§ TASK GOAL: Everything from the line with "Target: green tree" to the end of the entries should be copied exactly, and nothing else.
────────
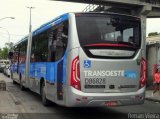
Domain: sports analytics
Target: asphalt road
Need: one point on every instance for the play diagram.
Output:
(27, 105)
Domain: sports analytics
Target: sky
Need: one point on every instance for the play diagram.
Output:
(14, 29)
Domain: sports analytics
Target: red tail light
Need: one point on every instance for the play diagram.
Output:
(75, 74)
(143, 73)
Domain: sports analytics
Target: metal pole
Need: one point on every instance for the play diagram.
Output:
(7, 18)
(7, 33)
(27, 76)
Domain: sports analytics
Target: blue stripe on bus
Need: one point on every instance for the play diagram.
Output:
(50, 24)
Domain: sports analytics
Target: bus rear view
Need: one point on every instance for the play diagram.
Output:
(107, 60)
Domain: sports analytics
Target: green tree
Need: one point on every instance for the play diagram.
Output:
(153, 34)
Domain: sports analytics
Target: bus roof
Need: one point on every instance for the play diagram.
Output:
(46, 26)
(61, 19)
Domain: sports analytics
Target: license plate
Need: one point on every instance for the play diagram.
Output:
(95, 82)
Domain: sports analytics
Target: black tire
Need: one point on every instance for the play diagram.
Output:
(45, 101)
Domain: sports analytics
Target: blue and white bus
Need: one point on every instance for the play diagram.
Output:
(84, 59)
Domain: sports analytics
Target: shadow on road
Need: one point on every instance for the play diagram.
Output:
(60, 112)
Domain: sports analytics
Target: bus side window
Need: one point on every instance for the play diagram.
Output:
(62, 40)
(52, 46)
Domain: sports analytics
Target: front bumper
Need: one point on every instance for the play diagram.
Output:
(76, 98)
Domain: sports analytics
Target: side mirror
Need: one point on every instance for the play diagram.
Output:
(10, 55)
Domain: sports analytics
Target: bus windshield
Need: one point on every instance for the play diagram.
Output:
(116, 29)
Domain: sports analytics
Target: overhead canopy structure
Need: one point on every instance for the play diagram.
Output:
(149, 8)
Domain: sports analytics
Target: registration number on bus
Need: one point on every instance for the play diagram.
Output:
(95, 82)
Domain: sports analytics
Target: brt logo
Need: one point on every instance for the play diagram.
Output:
(87, 64)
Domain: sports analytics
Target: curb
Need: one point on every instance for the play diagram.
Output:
────────
§ EXERCISE RESPONSE:
Target: green tree
Need: one point on every instance for the play diagram.
Output:
(153, 34)
Domain: sports analytics
Target: bus roof
Need: one point on every instance for the play diagram.
Output:
(46, 26)
(61, 19)
Domain: sports analytics
Target: license plate
Need: one point on every instance for the play diagram.
Output:
(95, 82)
Domain: sports analytics
Target: black tire
Need: one point on every instance for the play diagram.
Output:
(45, 101)
Domain: sports analytics
Target: blue and white bus
Need: one point on every instance for the play diagram.
Output:
(84, 59)
Domain: sports analytics
Target: shadow on road
Need: one point on every instance for the play diagram.
Output:
(60, 112)
Domain: sports analytics
Target: bus side window
Need: one point on every instance for the play diagram.
Output:
(62, 40)
(52, 46)
Domain: sports analytics
Target: front bumper
Need: one point on every instance for the play diagram.
Output:
(76, 98)
Domain: sports analytics
Target: side mirror
Need: one point on every instance for the play diagram.
Output:
(10, 55)
Domain: sports analytics
Target: bus windshield
Need: one point on every instance for the play diagram.
Output:
(116, 29)
Domain: sports analytics
Target: overhead canopy structure
Need: one point on every instance for the play diagram.
Output:
(149, 8)
Domain: sports analytics
Target: registration number on bus
Need: one point on every instance for the play diagram.
Output:
(95, 82)
Domain: sports analytics
Target: brt logo
Need: one point on every instance for the play diagram.
Output:
(87, 64)
Domain: sports analytics
Target: curb
Need: one point on every instance for the play diagram.
Output:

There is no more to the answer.